_Set task_. Please rewrite the listing below with "bounding box" swapped for "enclosing rectangle" everywhere it occurs, changing nothing else, and leave the pictures out of your answer.

-- Start of Dataset records --

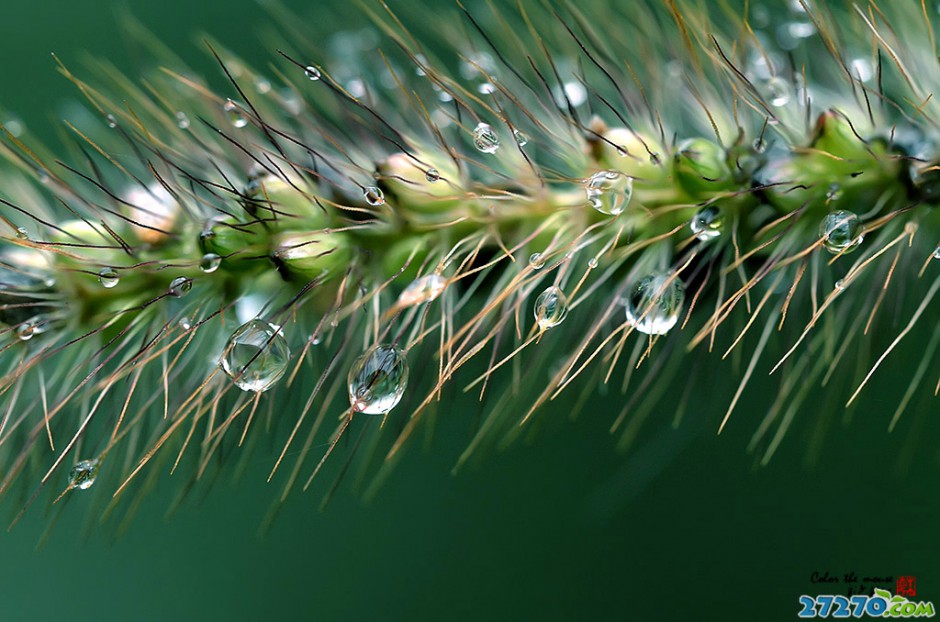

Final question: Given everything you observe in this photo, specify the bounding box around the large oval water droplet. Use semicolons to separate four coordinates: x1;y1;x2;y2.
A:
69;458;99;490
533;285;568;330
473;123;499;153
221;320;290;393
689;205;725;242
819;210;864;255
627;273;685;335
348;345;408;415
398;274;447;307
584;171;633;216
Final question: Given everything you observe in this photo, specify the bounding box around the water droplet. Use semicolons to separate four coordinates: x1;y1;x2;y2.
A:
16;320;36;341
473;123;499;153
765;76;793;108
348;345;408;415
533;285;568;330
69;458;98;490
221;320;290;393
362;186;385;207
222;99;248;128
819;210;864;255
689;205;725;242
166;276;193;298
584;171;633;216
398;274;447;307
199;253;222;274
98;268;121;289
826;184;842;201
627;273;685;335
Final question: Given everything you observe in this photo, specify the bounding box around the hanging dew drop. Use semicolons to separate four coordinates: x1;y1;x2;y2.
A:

-- End of Dataset records --

_Full response_.
Final question: Given everything you observe in this photo, specify the enclosing rectangle around the large oval water droplet. Use semicolons to separate four coordinates: x1;y1;x2;y2.
A:
69;458;99;490
533;285;568;330
473;123;499;153
221;320;290;393
689;205;725;242
819;210;864;255
627;273;685;335
348;345;408;415
398;274;447;307
584;171;633;216
Final question: Given everything you observe in this photo, specify the enclosing rectangle around the water droplet. Use semicolons to separate four coordinates: x1;y1;x2;y2.
A:
16;320;36;341
473;123;499;153
765;76;793;108
348;345;408;415
533;285;568;330
69;458;98;490
221;320;290;393
362;186;385;207
222;99;248;128
819;210;864;255
689;205;725;242
166;276;193;298
584;171;633;216
398;274;447;307
199;253;222;274
98;268;121;289
826;184;842;201
627;273;685;335
Final question: Given everything you observe in this photo, specify the enclosing rectangle around the hanging dew drop. Use semicolons to separate four coordinates: x1;y1;x2;y2.
A:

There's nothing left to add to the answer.